Print every line below that comes at or after the line containing "221L298 192L291 193V233L296", exactly as written.

◆ DATA TO PROCESS:
■ ■ ■ ■ ■ ■ ■

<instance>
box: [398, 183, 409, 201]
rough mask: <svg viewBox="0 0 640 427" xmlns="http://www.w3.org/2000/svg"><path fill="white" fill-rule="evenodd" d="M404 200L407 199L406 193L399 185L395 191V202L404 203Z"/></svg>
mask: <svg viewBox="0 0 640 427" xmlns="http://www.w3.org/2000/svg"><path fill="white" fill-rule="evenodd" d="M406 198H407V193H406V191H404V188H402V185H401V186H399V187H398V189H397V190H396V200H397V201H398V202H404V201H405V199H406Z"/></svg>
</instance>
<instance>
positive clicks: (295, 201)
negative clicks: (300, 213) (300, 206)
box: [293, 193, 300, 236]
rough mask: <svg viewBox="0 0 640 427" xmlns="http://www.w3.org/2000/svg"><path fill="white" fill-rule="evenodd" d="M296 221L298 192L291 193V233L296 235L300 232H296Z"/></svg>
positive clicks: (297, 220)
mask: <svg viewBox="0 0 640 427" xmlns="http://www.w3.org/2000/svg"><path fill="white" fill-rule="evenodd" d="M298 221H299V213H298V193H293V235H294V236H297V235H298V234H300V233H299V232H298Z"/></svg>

■ ■ ■ ■ ■ ■ ■

◆ ANSWER TO THE EXERCISE:
rough mask: <svg viewBox="0 0 640 427" xmlns="http://www.w3.org/2000/svg"><path fill="white" fill-rule="evenodd" d="M296 221L298 192L291 193V233L296 235L300 232H296Z"/></svg>
positive clicks: (297, 220)
mask: <svg viewBox="0 0 640 427" xmlns="http://www.w3.org/2000/svg"><path fill="white" fill-rule="evenodd" d="M298 221H299V213H298V193H293V235H294V236H297V235H298V234H300V233H299V232H298Z"/></svg>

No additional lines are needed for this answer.